*Work to complete*:
The full set of records must be set down verbatim.

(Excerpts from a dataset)
Content starts

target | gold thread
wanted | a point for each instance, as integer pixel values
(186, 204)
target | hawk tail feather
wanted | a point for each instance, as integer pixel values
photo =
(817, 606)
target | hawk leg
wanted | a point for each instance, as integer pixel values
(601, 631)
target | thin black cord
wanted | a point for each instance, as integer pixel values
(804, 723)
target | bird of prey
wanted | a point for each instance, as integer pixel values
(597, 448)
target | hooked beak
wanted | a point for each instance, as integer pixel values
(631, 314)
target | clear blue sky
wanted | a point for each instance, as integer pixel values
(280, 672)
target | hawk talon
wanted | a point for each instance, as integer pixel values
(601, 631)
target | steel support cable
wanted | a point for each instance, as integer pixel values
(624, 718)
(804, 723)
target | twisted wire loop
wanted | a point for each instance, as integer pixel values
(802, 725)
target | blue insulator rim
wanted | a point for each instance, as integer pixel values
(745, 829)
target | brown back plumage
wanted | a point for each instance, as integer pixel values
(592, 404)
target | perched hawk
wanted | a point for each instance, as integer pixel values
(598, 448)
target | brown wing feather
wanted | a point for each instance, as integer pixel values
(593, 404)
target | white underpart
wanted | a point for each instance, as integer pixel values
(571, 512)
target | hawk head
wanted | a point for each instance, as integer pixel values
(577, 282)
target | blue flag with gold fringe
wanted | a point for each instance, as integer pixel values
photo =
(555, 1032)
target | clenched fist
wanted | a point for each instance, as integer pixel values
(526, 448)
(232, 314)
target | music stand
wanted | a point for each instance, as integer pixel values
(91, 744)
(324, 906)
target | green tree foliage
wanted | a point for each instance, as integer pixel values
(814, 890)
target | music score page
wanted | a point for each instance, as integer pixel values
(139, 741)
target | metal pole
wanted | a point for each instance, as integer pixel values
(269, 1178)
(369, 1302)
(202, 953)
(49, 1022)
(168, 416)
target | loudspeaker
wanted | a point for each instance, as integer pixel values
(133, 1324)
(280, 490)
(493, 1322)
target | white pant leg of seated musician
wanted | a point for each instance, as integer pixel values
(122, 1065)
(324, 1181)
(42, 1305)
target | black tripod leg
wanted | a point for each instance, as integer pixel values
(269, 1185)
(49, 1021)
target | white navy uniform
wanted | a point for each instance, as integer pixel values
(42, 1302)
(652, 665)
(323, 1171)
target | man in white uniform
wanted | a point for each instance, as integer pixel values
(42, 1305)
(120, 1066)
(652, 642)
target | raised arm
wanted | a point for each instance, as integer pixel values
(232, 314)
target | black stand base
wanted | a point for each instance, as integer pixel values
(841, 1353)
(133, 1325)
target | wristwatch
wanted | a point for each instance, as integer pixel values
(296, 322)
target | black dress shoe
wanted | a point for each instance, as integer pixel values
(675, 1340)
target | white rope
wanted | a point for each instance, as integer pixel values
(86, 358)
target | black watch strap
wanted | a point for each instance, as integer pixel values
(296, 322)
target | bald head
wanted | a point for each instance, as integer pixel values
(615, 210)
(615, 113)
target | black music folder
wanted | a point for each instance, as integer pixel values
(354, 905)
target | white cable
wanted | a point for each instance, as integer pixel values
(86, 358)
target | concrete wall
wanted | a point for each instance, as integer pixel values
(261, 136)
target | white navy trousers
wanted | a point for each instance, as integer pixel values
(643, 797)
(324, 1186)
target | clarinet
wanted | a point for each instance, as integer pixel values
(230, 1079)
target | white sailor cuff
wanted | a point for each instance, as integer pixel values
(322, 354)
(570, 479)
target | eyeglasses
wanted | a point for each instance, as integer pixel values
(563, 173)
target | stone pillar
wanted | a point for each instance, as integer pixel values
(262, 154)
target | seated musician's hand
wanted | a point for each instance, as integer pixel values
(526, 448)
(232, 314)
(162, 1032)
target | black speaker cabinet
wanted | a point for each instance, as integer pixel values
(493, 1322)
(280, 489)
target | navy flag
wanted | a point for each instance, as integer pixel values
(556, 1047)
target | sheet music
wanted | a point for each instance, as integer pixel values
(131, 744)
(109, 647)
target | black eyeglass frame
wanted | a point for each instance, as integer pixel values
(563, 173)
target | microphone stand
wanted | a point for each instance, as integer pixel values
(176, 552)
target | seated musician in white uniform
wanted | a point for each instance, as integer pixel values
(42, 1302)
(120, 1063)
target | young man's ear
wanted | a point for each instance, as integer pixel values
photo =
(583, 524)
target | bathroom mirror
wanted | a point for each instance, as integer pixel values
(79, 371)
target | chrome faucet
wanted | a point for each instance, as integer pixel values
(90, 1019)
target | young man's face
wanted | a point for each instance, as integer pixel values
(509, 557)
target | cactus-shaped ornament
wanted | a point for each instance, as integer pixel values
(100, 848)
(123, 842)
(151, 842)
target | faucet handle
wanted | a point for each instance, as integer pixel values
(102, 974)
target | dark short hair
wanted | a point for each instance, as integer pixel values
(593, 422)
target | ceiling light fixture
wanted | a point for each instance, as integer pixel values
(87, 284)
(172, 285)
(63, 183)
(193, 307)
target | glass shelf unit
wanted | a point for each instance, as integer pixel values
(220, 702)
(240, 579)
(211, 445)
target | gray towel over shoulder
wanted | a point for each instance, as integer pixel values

Content ends

*Task solution*:
target | gold thread
wanted | a point for each instance, as integer pixel values
(186, 204)
target | hawk tail feather
wanted | a point for each instance, as integer pixel values
photo =
(817, 606)
target | hawk leg
wanted | a point for each instance, as integer pixel values
(601, 631)
target | thin black cord
wanted | a point for each instance, as integer pixel values
(804, 723)
target | bird of prey
wanted | a point for each instance, as integer pixel values
(597, 448)
target | hooked beak
wanted | a point for each instance, as integer pixel values
(631, 314)
target | clear blue sky
wanted | a point for each instance, as integer pixel values
(280, 672)
target | hawk talon
wanted | a point for each instance, as integer pixel values
(601, 631)
target | steel support cable
wanted | a point for each instance, as integer pixel values
(624, 718)
(804, 723)
target | twisted wire loop
wanted | a point for each instance, as integer pixel values
(802, 725)
target | blue insulator rim
wanted | a point for each instance, as integer pixel values
(745, 829)
target | brown back plumage
wanted | a point for each instance, as integer pixel values
(592, 404)
target | perched hawk
wanted | a point for each instance, as integer pixel values
(598, 448)
target | brown wing feather
wanted | a point for each instance, as integer pixel values
(593, 404)
target | white underpart
wanted | a point for each instance, as integer pixel values
(571, 512)
target | hawk head
wanted | a point for each instance, as integer pixel values
(577, 282)
target | blue flag with gold fringe
wanted | a point for each instance, as integer pixel values
photo =
(555, 1032)
target | clenched fist
wanted | a point for each instance, as integer pixel values
(526, 448)
(232, 314)
target | music stand
wanted | a point for each instance, as integer pixel values
(91, 744)
(324, 906)
target | green tree foliage
wanted | a point for each instance, as integer pixel values
(814, 890)
target | music score page
wanted | a point for each instance, as integer pixel values
(139, 741)
target | metal pole
wanted | a point for each instance, as integer pixel values
(269, 1178)
(369, 1302)
(202, 953)
(49, 1022)
(168, 416)
target | loudspeaker
wanted | a point for each instance, as integer pixel values
(133, 1324)
(280, 490)
(493, 1322)
target | white pant leg of seated musician
wanted | a point for each instance, as integer pixel values
(122, 1065)
(324, 1181)
(42, 1305)
target | black tripod leg
wanted | a point for each instance, as integer pixel values
(269, 1185)
(49, 1021)
target | white navy uniform
wanted | a point for each instance, as integer pixel values
(42, 1302)
(652, 665)
(323, 1171)
target | man in white uniform
wanted | a point for each instance, as integer pixel values
(42, 1305)
(120, 1066)
(652, 642)
target | raised arm
wanted | a point for each instance, as integer pixel values
(232, 314)
target | black stand base
wanted | a point for each instance, as integer pixel values
(841, 1353)
(133, 1325)
target | wristwatch
wanted | a point for each instance, as integer pixel values
(296, 322)
target | black dress shoe
wanted | a point for each instance, as integer pixel values
(675, 1340)
target | white rope
wanted | a point for each instance, as integer pixel values
(86, 358)
target | black watch strap
wanted | a point for each instance, as integer pixel values
(296, 322)
target | bald head
wanted | a point for each instance, as integer pixel values
(615, 210)
(615, 113)
target | black music folder
wanted | a point for each instance, as integer pixel values
(354, 905)
target | white cable
wanted | a point for each instance, as integer pixel values
(86, 358)
target | concrete wall
wanted | a point for each instance, as integer pixel values
(261, 136)
target | white navy trousers
wanted | a point for each instance, as integer pixel values
(643, 797)
(324, 1186)
target | clarinet
wanted | a point for each instance, as integer pixel values
(230, 1079)
target | white sailor cuff
wanted | a point for each instance, as integer pixel values
(322, 354)
(570, 479)
target | eyeglasses
wanted | a point for each instance, as integer pixel values
(563, 173)
target | stone pillar
wanted | a point for each instance, as integer pixel values
(262, 154)
target | seated musician's hand
wanted | a point for each instance, as integer pixel values
(526, 448)
(232, 314)
(162, 1032)
target | black speaker cabinet
wanted | a point for each instance, as integer pixel values
(493, 1322)
(280, 489)
target | navy flag
wanted | a point for each instance, as integer pixel values
(556, 1047)
target | sheet music
wanted | a point for each instance, as integer pixel values
(131, 744)
(109, 647)
target | black eyeglass frame
wanted | a point for each instance, as integer pixel values
(563, 173)
target | microphone stand
wanted | a point for each instance, as integer pixel values
(176, 552)
target | seated musician in white uniform
wanted | a point for each instance, as integer pixel values
(42, 1302)
(120, 1063)
target | young man's ear
wanted | a point for each instance, as integer pixel values
photo =
(583, 524)
target | bathroom mirror
wanted | a point for each instance, as integer pixel values
(79, 371)
target | chrome faucet
wanted | a point for each instance, as integer pixel values
(90, 1019)
target | young man's face
wanted | a point for each instance, as integer pixel values
(509, 557)
target | cactus-shaped ornament
wanted | a point for each instance, as integer pixel values
(100, 848)
(123, 842)
(151, 842)
target | faucet handle
wanted | a point for each instance, as integer pixel values
(102, 974)
target | dark short hair
wanted | a point for each instance, as integer pixel values
(593, 422)
target | ceiling light fixture
wanted | a point for each instance, as integer pixel values
(87, 284)
(172, 285)
(63, 183)
(193, 307)
target | glass shelf unit
wanted | a point for each instance, as integer pixel values
(220, 702)
(240, 579)
(211, 445)
target | gray towel over shoulder
wanted | a point for each instance, as integer pixel values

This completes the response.